INPUT DATA:
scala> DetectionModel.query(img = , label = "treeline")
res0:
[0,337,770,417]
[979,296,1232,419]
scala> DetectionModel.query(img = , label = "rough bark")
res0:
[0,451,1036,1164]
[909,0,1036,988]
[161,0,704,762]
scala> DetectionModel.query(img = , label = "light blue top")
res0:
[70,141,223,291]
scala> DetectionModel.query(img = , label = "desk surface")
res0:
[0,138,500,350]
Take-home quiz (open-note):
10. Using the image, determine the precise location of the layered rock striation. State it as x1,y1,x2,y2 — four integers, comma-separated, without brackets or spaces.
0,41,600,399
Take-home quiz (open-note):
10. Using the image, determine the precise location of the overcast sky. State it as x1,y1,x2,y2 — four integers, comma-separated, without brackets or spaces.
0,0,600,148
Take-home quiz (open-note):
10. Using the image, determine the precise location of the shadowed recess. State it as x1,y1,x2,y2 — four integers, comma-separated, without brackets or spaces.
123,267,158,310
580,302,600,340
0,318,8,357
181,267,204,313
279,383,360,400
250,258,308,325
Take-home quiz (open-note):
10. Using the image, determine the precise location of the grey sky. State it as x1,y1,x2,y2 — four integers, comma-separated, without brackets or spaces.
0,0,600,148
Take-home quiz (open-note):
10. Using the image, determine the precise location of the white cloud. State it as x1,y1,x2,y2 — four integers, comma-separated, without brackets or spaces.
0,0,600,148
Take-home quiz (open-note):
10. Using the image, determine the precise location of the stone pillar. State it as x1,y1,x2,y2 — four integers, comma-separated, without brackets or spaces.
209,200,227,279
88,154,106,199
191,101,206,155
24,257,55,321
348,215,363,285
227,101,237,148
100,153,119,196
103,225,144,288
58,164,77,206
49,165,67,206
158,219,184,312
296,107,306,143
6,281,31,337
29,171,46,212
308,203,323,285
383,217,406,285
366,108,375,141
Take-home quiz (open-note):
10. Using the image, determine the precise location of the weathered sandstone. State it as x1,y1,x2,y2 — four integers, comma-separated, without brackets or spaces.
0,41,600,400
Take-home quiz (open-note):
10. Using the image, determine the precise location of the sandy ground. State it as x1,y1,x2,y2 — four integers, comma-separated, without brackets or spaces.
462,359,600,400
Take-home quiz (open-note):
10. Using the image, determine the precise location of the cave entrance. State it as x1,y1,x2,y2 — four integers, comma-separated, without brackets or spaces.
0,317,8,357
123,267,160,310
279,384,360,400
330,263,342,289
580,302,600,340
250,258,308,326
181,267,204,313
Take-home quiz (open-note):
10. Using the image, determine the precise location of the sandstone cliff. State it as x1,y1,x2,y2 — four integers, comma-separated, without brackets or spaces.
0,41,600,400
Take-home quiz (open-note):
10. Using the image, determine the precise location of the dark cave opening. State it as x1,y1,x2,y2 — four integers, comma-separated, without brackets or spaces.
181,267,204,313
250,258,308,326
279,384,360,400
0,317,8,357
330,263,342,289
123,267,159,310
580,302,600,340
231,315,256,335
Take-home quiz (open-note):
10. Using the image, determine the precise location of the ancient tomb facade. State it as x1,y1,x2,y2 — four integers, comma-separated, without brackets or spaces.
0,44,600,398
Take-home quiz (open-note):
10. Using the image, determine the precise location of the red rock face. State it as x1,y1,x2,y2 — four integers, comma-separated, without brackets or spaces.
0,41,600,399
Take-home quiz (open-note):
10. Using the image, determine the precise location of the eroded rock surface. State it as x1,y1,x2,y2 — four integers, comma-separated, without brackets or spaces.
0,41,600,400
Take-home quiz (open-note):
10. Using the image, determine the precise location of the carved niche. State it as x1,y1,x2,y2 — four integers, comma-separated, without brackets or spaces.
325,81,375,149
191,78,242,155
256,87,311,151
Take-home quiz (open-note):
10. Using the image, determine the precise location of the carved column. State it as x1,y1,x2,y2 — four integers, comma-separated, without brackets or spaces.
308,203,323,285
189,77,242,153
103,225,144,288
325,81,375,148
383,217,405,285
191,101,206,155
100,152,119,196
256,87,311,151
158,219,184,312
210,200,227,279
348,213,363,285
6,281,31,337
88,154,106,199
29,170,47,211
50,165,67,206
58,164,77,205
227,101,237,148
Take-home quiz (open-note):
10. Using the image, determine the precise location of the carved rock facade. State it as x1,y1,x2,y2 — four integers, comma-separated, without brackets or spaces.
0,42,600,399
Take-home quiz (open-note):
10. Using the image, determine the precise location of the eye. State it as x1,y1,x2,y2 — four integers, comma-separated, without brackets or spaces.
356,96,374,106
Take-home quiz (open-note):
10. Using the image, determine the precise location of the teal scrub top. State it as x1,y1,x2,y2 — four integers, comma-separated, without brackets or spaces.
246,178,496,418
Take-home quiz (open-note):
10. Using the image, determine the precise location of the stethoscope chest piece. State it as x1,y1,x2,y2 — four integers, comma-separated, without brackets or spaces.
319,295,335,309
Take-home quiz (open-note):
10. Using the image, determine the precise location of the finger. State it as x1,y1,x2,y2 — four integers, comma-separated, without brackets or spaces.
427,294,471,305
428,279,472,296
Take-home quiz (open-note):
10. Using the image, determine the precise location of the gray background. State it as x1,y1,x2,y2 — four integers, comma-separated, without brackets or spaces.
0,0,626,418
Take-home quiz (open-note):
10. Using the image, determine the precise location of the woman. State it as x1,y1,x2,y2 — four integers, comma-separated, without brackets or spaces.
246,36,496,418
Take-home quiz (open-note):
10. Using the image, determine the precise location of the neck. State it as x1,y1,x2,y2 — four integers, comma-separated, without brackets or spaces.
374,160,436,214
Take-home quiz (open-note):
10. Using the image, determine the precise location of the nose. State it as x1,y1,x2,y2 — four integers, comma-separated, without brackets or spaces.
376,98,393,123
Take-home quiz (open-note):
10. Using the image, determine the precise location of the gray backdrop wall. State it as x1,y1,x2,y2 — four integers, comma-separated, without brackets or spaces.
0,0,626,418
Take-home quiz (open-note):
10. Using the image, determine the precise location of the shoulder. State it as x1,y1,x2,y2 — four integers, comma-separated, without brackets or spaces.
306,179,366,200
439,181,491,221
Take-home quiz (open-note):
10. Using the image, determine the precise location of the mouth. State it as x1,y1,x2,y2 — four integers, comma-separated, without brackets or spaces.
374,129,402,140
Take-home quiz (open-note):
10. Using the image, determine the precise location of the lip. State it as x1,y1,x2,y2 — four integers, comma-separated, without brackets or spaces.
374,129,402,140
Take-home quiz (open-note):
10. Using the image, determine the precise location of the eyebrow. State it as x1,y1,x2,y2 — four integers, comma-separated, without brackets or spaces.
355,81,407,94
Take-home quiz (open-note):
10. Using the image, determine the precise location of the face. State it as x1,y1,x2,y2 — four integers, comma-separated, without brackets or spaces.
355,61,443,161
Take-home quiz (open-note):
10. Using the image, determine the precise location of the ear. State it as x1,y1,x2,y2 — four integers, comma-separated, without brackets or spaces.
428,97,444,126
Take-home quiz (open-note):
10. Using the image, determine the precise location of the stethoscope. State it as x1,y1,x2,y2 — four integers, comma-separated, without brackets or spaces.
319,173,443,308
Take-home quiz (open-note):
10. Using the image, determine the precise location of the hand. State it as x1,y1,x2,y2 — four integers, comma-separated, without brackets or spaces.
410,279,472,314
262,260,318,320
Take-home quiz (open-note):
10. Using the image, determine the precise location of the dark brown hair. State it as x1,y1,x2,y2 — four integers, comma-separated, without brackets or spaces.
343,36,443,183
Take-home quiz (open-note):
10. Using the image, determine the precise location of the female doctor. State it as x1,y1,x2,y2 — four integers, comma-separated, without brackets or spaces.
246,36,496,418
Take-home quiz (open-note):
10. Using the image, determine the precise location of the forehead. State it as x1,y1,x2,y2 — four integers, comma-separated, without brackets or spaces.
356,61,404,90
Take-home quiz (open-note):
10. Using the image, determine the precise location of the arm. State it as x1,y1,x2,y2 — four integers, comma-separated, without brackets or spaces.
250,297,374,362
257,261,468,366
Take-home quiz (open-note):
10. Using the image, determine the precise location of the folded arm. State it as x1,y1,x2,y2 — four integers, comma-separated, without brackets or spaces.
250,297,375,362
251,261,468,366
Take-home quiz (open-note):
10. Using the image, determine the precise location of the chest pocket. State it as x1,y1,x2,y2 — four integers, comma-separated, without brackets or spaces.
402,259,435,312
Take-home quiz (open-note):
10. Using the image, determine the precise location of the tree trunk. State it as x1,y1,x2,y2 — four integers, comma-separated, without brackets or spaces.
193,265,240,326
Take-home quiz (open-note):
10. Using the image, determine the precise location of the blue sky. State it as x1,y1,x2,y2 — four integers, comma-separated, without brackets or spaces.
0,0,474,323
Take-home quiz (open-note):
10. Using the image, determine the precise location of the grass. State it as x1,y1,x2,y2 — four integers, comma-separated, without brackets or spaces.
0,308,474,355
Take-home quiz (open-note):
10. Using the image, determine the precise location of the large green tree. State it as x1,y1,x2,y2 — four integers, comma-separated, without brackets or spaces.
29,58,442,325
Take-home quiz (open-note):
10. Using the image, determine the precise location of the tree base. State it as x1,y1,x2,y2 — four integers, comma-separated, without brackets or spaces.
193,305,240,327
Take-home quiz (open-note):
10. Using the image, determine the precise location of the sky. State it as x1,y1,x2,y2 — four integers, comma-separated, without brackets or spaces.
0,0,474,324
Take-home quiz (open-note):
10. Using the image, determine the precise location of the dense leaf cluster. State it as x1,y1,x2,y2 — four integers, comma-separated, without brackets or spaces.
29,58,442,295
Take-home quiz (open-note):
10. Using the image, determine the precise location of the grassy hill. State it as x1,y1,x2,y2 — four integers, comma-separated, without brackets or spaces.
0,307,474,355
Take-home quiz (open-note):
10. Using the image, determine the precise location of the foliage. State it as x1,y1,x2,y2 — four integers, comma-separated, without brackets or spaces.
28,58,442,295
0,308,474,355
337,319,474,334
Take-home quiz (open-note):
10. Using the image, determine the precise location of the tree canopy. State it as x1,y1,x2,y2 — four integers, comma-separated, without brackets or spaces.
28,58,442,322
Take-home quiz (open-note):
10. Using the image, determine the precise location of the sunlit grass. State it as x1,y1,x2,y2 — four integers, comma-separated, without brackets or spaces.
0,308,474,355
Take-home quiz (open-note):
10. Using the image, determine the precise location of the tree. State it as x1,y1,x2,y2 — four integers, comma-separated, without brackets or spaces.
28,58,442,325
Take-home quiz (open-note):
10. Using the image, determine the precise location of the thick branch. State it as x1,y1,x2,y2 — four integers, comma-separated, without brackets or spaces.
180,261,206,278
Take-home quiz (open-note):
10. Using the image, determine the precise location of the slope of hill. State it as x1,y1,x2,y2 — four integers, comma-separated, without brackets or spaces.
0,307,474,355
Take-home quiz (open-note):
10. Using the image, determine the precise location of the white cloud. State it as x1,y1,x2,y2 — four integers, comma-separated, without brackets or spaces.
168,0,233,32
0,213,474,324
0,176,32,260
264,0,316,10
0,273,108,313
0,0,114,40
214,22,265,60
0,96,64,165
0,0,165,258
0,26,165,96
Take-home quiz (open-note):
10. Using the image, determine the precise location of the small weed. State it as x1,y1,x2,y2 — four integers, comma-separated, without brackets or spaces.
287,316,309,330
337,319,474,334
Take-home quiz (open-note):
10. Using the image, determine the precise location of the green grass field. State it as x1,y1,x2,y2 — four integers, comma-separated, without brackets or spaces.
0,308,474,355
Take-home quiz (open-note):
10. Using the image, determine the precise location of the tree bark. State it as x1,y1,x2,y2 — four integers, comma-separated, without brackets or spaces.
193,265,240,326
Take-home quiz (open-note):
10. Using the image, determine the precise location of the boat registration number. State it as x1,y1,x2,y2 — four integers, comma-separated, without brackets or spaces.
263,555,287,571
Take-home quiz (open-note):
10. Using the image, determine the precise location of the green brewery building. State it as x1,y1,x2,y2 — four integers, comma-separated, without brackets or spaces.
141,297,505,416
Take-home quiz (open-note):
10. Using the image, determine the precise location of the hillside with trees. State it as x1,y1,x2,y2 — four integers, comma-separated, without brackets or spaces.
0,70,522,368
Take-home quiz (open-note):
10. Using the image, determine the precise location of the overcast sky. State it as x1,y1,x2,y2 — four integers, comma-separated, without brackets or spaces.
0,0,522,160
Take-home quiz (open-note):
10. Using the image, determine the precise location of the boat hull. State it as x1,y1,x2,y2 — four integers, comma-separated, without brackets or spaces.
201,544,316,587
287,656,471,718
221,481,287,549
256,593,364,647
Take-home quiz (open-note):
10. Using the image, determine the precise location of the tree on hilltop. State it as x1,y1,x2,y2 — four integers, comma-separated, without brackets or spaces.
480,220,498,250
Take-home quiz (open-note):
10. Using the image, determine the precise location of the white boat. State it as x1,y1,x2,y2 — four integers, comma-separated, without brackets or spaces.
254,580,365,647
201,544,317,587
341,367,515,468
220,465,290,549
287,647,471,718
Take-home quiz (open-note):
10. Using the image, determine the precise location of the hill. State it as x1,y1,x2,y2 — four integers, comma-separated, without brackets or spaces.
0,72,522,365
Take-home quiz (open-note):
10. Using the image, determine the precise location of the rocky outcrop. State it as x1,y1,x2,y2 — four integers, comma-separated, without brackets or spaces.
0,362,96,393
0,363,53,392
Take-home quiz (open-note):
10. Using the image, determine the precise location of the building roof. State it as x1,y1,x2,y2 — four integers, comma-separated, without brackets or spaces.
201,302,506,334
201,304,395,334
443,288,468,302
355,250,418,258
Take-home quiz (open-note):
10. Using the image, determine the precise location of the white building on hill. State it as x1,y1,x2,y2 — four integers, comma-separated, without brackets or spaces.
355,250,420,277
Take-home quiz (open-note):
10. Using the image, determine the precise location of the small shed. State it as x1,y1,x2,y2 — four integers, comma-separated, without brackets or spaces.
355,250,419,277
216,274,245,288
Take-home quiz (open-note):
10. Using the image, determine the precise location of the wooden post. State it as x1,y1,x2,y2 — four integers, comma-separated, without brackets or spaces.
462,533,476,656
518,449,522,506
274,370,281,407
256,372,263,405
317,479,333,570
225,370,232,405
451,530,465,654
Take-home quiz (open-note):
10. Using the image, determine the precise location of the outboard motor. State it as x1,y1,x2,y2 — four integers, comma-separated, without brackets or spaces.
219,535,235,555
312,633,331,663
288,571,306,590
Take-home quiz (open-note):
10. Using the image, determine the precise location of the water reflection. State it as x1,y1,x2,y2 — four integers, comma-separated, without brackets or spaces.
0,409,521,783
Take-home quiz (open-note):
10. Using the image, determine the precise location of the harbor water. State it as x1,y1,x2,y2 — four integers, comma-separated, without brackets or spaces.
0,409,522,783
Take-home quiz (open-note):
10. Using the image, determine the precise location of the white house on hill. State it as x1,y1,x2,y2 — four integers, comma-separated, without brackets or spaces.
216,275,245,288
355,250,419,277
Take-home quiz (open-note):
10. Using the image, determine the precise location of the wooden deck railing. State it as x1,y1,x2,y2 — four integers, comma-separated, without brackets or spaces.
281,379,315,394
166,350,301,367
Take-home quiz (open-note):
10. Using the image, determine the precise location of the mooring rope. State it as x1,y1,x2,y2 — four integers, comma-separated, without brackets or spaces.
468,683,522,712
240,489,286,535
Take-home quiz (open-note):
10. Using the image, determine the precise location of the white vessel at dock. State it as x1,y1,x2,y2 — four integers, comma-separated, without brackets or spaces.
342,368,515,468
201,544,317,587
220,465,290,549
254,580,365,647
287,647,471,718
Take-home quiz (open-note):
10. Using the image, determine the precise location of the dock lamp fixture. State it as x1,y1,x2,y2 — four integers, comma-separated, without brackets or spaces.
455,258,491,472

EXERCISE: Find every line in the records above that contains the string "blue", and copy each such line. Treat case as significant when matching.

WRITTEN REPLY:
scala> DetectionModel.query(img = , label = "light blue top")
10. Using the image, determine the precise location of the blue sky. State it as x1,y1,x2,y2 — four integers, comma-separated, without brackets or spaces.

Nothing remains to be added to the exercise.